WHAT TO WORK ON:
Word for word, transcribe the lines from the one containing "point like (636,779)." through the end of the entries, both included, and nothing else.

** Begin SUPPLIED MATERIAL **

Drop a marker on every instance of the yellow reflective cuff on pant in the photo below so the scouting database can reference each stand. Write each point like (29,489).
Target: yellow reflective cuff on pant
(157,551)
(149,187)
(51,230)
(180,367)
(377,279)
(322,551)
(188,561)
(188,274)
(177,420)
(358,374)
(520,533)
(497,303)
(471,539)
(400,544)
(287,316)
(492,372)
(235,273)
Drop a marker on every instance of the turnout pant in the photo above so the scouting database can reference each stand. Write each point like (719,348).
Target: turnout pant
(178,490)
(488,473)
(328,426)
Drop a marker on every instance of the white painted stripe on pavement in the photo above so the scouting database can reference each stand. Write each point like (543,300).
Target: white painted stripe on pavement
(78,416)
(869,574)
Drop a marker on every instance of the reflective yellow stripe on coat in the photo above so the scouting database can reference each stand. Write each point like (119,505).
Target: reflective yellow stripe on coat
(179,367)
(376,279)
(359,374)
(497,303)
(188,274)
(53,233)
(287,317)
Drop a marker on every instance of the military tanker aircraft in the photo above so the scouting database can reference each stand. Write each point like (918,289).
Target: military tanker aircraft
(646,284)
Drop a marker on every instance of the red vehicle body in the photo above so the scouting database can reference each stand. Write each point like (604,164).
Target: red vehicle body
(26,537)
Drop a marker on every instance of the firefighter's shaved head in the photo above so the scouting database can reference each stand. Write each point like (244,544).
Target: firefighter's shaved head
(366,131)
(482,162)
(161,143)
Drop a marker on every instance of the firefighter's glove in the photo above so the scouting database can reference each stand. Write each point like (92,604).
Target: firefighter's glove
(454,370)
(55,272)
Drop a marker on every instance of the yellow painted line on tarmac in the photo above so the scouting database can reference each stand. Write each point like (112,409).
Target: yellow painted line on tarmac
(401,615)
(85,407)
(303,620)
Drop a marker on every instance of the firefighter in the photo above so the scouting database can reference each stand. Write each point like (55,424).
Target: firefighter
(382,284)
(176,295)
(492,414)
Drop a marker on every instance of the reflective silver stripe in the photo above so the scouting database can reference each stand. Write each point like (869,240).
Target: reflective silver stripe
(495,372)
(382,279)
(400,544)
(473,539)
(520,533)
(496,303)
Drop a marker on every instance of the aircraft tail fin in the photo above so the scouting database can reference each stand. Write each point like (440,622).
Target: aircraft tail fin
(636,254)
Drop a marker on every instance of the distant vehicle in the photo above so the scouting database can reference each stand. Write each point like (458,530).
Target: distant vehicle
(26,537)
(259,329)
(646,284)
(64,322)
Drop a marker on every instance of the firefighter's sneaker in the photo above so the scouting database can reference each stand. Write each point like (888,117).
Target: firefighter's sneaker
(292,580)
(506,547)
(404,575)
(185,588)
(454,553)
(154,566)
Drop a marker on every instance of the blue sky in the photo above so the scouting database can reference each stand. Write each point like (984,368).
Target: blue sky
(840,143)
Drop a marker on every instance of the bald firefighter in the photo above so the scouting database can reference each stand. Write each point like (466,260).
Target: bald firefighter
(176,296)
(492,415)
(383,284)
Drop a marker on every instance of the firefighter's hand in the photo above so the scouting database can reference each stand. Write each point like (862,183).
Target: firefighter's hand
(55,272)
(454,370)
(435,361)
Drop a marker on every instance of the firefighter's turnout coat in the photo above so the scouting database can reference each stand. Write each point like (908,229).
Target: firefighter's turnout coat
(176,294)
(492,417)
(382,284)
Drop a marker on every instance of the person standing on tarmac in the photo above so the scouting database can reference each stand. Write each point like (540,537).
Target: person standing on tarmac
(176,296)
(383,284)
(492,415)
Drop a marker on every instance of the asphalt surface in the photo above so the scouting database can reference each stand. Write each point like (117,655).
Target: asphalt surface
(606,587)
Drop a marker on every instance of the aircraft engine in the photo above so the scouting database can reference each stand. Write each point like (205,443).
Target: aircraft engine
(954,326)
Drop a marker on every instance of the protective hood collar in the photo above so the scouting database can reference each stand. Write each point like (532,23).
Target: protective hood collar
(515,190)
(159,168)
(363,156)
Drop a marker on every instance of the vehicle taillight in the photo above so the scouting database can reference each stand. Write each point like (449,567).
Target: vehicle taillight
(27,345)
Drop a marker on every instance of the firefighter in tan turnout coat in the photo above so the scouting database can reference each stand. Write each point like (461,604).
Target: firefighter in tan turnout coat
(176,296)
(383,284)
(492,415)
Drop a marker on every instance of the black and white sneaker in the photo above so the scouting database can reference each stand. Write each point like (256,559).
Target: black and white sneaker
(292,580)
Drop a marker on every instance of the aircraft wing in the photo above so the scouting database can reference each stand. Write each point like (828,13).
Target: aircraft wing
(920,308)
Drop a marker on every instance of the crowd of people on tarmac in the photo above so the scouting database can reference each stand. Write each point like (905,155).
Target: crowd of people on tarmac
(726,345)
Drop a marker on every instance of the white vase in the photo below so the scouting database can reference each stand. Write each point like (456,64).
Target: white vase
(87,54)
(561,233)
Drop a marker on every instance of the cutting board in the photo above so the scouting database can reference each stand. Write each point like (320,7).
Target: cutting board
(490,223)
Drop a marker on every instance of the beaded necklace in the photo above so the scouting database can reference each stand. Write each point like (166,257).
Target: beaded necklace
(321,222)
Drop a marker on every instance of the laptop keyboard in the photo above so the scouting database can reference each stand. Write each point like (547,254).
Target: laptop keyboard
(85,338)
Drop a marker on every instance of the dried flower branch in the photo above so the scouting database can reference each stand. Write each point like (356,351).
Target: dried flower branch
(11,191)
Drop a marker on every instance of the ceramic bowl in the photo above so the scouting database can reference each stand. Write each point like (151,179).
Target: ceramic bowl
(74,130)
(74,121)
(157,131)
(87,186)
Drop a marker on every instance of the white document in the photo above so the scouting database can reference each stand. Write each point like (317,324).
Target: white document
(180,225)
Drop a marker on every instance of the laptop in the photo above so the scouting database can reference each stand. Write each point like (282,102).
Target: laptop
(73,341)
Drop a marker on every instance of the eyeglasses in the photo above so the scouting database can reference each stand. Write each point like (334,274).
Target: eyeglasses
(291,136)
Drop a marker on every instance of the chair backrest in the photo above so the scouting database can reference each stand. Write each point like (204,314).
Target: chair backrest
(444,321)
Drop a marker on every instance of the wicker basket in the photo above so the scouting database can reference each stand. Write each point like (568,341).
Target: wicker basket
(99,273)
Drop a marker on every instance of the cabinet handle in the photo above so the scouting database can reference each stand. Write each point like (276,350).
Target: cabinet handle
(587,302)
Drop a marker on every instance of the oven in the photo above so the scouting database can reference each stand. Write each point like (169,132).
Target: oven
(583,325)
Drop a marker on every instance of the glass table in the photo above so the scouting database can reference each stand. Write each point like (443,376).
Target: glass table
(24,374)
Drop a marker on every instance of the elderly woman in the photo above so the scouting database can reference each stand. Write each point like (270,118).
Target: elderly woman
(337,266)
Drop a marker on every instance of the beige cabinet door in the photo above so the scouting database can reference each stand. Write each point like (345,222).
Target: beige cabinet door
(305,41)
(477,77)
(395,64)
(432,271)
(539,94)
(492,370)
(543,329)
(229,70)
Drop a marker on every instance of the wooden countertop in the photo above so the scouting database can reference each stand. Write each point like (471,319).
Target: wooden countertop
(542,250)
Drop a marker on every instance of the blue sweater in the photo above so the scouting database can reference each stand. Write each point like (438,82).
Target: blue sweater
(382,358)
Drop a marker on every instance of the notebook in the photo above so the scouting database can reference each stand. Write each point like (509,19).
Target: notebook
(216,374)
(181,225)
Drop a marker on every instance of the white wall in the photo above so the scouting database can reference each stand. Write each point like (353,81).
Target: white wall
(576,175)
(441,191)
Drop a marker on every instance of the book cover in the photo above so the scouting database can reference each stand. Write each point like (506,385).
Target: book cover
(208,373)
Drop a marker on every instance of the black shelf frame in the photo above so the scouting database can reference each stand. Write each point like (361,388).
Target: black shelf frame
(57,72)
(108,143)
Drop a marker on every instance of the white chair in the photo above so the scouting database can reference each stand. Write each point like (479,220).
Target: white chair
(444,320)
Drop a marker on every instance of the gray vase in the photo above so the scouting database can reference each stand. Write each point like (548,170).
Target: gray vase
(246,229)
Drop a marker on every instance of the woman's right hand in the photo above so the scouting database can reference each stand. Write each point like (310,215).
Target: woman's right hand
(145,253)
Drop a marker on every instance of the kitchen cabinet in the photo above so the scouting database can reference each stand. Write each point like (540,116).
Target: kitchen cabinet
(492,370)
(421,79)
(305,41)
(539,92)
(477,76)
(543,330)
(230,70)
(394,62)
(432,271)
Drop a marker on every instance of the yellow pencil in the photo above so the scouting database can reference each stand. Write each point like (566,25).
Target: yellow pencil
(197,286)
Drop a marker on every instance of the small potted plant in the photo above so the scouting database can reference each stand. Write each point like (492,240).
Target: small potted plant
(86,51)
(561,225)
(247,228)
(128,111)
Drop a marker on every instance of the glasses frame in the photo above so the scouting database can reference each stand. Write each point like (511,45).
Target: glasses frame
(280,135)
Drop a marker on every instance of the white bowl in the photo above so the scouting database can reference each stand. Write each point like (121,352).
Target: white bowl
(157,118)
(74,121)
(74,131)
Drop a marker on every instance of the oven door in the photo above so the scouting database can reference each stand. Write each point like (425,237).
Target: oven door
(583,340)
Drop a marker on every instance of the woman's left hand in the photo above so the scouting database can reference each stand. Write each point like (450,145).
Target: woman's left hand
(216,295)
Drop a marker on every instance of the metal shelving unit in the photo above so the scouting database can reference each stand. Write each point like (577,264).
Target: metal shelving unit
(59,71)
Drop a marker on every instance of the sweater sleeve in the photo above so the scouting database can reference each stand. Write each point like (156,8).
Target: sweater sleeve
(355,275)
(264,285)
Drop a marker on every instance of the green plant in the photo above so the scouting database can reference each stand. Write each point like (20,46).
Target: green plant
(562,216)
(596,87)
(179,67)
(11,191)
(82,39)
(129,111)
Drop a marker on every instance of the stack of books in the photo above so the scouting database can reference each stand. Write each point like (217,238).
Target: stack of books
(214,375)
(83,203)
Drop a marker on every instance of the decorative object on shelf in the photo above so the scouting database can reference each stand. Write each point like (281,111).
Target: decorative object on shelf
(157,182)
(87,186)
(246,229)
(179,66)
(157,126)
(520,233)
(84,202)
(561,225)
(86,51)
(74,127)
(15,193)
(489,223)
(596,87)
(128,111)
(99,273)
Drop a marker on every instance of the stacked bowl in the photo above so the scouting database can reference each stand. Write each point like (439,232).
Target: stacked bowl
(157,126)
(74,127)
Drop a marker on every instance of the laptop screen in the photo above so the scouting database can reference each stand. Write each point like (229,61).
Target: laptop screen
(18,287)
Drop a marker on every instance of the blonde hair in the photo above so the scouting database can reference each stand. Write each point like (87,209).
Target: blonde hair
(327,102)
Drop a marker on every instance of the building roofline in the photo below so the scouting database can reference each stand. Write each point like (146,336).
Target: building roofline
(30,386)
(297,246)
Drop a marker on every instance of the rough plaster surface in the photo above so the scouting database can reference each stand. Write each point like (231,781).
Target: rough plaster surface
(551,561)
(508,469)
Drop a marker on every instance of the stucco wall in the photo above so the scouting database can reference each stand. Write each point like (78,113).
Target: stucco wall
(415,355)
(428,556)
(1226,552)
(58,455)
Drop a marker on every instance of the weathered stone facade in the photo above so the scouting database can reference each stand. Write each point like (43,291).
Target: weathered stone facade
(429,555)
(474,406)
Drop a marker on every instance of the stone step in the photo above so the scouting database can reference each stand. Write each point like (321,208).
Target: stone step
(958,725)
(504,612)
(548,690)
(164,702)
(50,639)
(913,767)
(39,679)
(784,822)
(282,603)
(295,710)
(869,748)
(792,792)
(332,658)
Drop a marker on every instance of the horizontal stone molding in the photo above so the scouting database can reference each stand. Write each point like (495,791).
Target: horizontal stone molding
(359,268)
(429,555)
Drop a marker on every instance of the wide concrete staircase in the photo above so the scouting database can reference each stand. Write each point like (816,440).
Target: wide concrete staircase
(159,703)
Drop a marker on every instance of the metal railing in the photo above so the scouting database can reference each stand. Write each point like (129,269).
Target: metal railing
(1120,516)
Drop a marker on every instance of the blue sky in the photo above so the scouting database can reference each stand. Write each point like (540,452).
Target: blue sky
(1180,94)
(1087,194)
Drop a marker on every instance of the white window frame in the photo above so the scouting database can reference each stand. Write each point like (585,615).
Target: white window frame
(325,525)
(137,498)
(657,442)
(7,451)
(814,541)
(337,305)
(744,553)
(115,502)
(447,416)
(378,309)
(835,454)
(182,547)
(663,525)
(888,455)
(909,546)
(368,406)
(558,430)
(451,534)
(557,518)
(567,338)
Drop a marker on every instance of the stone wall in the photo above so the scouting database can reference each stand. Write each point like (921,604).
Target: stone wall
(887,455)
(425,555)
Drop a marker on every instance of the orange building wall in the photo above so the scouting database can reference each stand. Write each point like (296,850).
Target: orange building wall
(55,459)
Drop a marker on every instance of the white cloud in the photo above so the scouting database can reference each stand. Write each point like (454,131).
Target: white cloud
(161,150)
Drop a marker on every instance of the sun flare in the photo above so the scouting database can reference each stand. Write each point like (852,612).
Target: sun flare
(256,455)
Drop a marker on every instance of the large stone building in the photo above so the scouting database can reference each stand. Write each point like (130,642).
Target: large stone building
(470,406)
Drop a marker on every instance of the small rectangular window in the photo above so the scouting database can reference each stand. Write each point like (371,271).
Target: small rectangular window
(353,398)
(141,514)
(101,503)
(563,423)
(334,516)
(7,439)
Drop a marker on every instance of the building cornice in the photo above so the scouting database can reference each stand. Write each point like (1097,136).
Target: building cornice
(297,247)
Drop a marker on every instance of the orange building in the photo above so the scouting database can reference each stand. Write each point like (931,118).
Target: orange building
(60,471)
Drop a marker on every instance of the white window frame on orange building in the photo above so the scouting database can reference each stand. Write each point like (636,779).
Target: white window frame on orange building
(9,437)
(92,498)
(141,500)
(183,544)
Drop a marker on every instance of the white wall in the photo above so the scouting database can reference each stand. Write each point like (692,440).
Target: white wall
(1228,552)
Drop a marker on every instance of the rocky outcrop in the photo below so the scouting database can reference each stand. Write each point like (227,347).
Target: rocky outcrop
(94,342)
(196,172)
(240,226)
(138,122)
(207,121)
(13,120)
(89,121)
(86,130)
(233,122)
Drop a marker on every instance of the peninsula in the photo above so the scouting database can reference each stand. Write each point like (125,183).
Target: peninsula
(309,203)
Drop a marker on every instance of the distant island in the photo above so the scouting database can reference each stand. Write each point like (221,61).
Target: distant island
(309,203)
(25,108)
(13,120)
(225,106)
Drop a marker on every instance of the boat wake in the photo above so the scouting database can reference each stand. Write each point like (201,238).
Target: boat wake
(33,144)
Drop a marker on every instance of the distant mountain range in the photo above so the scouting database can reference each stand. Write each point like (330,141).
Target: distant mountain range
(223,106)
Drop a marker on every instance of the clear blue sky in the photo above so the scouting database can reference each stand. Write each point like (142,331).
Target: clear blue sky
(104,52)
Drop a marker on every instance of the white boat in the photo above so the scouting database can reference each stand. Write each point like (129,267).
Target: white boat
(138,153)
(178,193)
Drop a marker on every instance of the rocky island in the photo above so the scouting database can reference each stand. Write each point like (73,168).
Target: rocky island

** End SUPPLIED MATERIAL **

RESPONSE TO THE EXERCISE:
Drop a marker on every instance of the white window frame on orange building in the photo above so the scouting database can reference each stand. Write each point like (636,779).
Target: white window frame on orange building
(9,437)
(92,498)
(141,500)
(183,544)
Drop a marker on every instance of the white wall in the photo above so the scouting database can reference each stand. Write each point like (692,440).
Target: white wall
(1228,552)
Drop a marker on every instance of the rocky outcrop in the photo below so the scouting database can reference each stand. Write each point like (227,347).
Target: rocky outcrop
(94,342)
(196,172)
(240,226)
(138,122)
(207,121)
(13,120)
(89,121)
(86,130)
(233,122)
Drop a marker on every instance of the peninsula in the photo above so the scouting database can reference each stand. Write each point like (125,183).
Target: peninsula
(309,203)
Drop a marker on every instance of the distant island in the photo above so the scouting database can reference each stand. Write each point like (221,61).
Target: distant island
(309,203)
(25,108)
(13,120)
(225,106)
Drop a marker on every instance of the boat wake in the photo above so the scouting database can reference each stand. Write each point like (201,238).
Target: boat wake
(33,144)
Drop a marker on every instance of the distant mountain range in the photo above so the scouting database can reference each stand. Write each point like (330,141).
Target: distant mountain range
(223,106)
Drop a marker on every instance of the clear blue sky in the photo above so the scouting database can reference each stand. Write each point like (142,331).
Target: clear blue sky
(104,52)
Drop a marker on every instance of the white boat in the photo above so the scouting database can reference each stand. Write each point like (129,267).
Target: white boat
(138,153)
(178,193)
Drop a marker on every instance of the rocky island in the photo above so the scouting database can reference each stand. Write each point like (73,168).
Target: rocky island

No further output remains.